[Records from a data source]
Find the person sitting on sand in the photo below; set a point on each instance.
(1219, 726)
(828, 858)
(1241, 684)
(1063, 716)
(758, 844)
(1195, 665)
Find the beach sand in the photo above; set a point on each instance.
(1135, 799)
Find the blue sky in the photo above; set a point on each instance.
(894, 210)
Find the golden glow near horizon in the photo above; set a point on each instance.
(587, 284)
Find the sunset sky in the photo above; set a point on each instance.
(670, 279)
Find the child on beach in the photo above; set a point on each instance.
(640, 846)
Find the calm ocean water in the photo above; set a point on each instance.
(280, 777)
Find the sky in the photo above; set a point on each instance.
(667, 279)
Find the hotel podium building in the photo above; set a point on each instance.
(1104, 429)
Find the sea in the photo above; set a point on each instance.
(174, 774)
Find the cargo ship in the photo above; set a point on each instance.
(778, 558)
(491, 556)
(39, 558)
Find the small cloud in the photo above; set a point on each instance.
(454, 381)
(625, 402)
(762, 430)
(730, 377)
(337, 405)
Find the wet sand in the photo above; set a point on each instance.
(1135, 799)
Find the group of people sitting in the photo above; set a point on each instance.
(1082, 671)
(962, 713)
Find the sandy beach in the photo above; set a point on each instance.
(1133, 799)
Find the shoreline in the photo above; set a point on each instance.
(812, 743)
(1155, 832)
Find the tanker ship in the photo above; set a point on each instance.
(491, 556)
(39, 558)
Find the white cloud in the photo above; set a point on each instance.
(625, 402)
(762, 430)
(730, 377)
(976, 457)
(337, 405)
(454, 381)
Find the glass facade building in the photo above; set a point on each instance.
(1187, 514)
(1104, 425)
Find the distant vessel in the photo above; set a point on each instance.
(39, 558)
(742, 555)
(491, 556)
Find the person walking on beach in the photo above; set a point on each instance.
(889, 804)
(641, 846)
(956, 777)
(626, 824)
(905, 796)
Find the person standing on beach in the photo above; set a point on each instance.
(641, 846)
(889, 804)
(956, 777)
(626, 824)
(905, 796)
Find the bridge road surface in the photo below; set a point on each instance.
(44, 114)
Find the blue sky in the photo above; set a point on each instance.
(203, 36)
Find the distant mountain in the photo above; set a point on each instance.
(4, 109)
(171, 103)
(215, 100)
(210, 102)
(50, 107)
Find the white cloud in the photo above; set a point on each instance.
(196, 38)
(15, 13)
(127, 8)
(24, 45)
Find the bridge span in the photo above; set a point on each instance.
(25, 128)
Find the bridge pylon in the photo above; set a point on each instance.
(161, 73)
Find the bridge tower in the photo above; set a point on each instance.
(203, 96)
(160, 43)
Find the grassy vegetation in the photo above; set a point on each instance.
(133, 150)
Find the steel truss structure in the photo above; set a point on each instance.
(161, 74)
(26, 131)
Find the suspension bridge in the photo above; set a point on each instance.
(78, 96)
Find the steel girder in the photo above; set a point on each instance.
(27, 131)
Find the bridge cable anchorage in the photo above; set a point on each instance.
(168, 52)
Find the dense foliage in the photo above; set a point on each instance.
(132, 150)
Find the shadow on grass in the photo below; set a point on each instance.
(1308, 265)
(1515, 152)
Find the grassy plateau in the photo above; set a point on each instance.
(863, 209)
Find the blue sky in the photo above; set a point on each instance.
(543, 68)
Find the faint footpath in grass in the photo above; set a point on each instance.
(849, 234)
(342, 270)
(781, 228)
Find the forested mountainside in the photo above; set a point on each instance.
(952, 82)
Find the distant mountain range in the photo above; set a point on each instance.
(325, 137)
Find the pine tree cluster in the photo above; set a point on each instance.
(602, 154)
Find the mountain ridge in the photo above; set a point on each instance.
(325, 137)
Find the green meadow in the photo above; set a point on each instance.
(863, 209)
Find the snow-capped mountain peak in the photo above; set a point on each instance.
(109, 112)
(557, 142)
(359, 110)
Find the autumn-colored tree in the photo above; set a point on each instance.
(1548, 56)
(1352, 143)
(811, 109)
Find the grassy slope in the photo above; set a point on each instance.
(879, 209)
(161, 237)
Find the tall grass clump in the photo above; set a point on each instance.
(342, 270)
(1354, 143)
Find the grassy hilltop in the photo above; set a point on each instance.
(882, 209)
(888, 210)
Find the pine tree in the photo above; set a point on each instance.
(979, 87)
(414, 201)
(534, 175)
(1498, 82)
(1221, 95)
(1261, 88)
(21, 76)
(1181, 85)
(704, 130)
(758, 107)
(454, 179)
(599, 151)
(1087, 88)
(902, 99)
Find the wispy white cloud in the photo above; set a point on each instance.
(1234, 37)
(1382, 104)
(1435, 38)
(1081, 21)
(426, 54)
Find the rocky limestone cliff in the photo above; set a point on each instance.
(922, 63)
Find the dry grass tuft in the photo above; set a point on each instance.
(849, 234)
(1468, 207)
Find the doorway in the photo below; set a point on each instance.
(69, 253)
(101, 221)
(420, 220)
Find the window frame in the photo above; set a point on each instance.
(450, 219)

* **TASK BRIEF**: Repeat the material above exactly.

* **OUTPUT OF THE TASK**:
Find the person sitting on sand in the photo below; set a point on each instance.
(1219, 726)
(828, 858)
(1241, 684)
(1063, 716)
(758, 844)
(1195, 665)
Find the beach sand in the photo above; set a point on each instance.
(1135, 799)
Find the blue sky in the photo above; set a point on each instance.
(894, 210)
Find the golden glow near horizon in the photo above; set a point on each instance.
(587, 284)
Find the sunset sky in the photo above; set a point on each instance.
(670, 279)
Find the child on beach in the photo above; set a point on each instance.
(640, 846)
Find the calm ocean water in the photo above; set a point on each instance.
(280, 777)
Find the sky in the photo above; set a point on each instance.
(667, 279)
Find the hotel podium building in the photo above; set a point on each instance.
(1104, 429)
Find the sea in the photo above; set a point on each instance.
(174, 774)
Find the cargo ship in the photo above; set a point on each instance.
(778, 558)
(491, 556)
(39, 558)
Find the small cloud in the photo above; set a point on each instance.
(454, 381)
(625, 402)
(762, 430)
(730, 377)
(337, 405)
Find the wet sand in the photo above; set a point on each instance.
(1135, 799)
Find the group of people sitting in the photo above; set a point on each instance.
(1082, 671)
(962, 713)
Find the sandy beach in the photo above; set a point on each instance.
(1133, 799)
Find the shoreline in the photo above; set a point on each instance.
(812, 743)
(1155, 832)
Find the tanker ship in the photo above; set a point on each instance.
(491, 556)
(39, 558)
Find the white cloud in the photo above; set a point on each instance.
(625, 402)
(762, 430)
(730, 377)
(976, 457)
(337, 405)
(454, 381)
Find the glass facade building in the photo above; set a point on each instance.
(1187, 514)
(1104, 425)
Find the distant vessel in the photo above; set a point on each instance.
(39, 558)
(742, 555)
(491, 556)
Find the person walking on beach in the photo above; set a point on each instance.
(889, 804)
(641, 846)
(956, 777)
(626, 824)
(905, 796)
Find the person standing on beach in the photo above; set a point on each instance.
(641, 846)
(889, 804)
(956, 777)
(626, 824)
(905, 796)
Find the bridge road surface in the photo below; set a point on each instance.
(44, 114)
Find the blue sky in the photo above; set a point on each instance.
(203, 36)
Find the distant mountain in the photo above; set a point on each instance.
(4, 109)
(171, 103)
(215, 100)
(210, 102)
(50, 107)
Find the white cloud in the photo above; set a point on each instance.
(196, 38)
(15, 13)
(127, 8)
(24, 45)
Find the bridge span in the photo above; set a point on each instance.
(25, 128)
Find the bridge pylon in the photo above; set a point on each instance.
(161, 73)
Find the bridge tower in the photo above; set a point on each instance.
(203, 96)
(160, 43)
Find the grassy vegetation in the photo above; set a point on each instance.
(133, 150)
Find the steel truss structure in the photo above; set a point on each instance.
(161, 74)
(26, 131)
Find the suspension bridge in the photo above; set a point on each instance.
(78, 96)
Find the steel girder in the photo above; set a point on each instance.
(27, 131)
Find the bridge cable anchorage in the photo above; set a point on each instance.
(168, 52)
Find the dense foliage in the photo above; set a point on each instance.
(132, 150)
Find the shadow on grass in the photo below; set a point on each instance.
(1308, 265)
(1515, 152)
Find the grassy plateau in the photo above; set a point on each instance.
(863, 209)
Find the blue sky in the photo above; set a point on each instance.
(543, 68)
Find the faint footpath in grass in the photo above; set a point on each instance.
(849, 234)
(342, 270)
(781, 228)
Find the forested mountainside in the photo above; set a point on each instance.
(952, 82)
Find the distant mountain range in the photo above; set a point on each instance.
(325, 137)
Find the pine tree cluster in the photo above; set a point on each instance.
(602, 154)
Find the mountain ridge in the photo above; set a point on each instance.
(325, 137)
Find the green meadow in the photo above; set a point on each instance.
(863, 209)
Find the snow-capped mountain peak in the photo above; set a point on each instance.
(109, 112)
(557, 142)
(359, 110)
Find the autumn-colored tree in the photo above; set a point on each instance.
(1548, 56)
(1352, 143)
(811, 109)
Find the grassy slope in the photo above; set a point on each instance.
(879, 209)
(161, 237)
Find the tall grass clump in the photo above; set a point on each instance.
(342, 270)
(1354, 143)
Find the grassy hilltop in the photo above; set a point on each instance.
(882, 209)
(888, 210)
Find the pine tree in the photo above; set a point on each instance.
(979, 87)
(414, 201)
(534, 175)
(1498, 82)
(1221, 95)
(1261, 88)
(21, 76)
(1181, 85)
(704, 130)
(758, 107)
(454, 179)
(599, 151)
(1087, 88)
(902, 99)
Find the wispy white cloud in the photo above; set a point on each instance.
(1234, 37)
(1382, 104)
(1435, 38)
(1081, 21)
(426, 54)
Find the rocky limestone cliff in the photo above; set a point on each instance.
(922, 63)
Find the dry grass tuft in the photo above; set a point on each instance.
(849, 234)
(1468, 207)
Find the doorway in the photo below; set a point on each instance.
(69, 253)
(101, 221)
(420, 220)
Find the window frame in the photo above; set a point on each instance.
(450, 219)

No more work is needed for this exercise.